**GIVEN REQUEST**
Select every line in the rows below that contains the word "blurred" and copy those lines. Case counts.

**DATA PROVIDED**
╔══

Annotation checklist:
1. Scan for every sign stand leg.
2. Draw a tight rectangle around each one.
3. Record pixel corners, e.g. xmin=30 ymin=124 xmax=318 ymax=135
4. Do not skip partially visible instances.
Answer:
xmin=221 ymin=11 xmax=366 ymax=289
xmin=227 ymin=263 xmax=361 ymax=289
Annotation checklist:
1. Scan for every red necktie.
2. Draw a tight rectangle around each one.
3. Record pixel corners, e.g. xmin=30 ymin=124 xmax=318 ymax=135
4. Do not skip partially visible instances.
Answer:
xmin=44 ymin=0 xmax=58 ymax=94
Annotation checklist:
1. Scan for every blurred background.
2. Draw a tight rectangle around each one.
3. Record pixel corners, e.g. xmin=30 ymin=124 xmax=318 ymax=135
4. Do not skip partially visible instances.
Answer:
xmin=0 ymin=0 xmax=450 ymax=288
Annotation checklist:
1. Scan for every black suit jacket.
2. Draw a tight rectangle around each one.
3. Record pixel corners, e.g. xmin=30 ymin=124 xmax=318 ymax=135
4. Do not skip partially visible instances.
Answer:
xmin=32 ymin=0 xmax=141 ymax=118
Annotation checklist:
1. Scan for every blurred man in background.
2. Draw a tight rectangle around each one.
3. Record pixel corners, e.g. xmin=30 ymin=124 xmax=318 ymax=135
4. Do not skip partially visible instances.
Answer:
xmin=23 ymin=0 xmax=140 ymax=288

╚══
╔══

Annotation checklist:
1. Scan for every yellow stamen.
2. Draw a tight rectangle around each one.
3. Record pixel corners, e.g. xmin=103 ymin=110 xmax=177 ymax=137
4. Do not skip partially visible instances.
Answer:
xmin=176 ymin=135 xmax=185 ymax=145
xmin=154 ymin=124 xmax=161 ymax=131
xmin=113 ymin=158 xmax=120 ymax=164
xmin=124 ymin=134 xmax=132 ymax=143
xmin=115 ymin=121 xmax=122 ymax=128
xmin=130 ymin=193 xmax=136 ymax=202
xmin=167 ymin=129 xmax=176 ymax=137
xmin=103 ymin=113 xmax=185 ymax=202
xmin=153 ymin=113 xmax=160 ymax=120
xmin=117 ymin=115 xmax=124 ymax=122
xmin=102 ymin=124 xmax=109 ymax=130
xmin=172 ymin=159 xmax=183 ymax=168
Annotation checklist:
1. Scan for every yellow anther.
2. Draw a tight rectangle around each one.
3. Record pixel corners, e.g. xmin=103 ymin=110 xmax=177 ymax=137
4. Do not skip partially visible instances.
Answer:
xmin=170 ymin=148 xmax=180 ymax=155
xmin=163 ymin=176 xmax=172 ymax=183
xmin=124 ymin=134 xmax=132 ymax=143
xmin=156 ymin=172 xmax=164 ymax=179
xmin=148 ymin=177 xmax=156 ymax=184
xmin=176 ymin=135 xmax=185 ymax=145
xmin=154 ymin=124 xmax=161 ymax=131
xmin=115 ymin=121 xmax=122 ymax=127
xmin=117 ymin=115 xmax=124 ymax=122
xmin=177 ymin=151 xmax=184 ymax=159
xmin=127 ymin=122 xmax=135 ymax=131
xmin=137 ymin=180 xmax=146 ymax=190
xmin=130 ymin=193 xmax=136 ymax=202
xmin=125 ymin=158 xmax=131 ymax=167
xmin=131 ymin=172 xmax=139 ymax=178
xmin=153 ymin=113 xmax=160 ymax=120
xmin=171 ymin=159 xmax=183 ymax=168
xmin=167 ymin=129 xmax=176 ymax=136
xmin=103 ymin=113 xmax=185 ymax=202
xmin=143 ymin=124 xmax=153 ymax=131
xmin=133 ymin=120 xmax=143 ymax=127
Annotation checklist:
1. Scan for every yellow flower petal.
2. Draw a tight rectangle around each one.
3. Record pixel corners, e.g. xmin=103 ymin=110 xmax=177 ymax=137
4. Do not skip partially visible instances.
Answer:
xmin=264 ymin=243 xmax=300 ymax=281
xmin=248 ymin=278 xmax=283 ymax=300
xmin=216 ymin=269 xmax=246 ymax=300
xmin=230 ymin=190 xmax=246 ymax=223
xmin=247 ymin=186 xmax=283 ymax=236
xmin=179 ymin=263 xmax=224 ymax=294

╚══

**THE RESULT**
1. Scan for every blurred background.
1. Scan for every blurred man in background.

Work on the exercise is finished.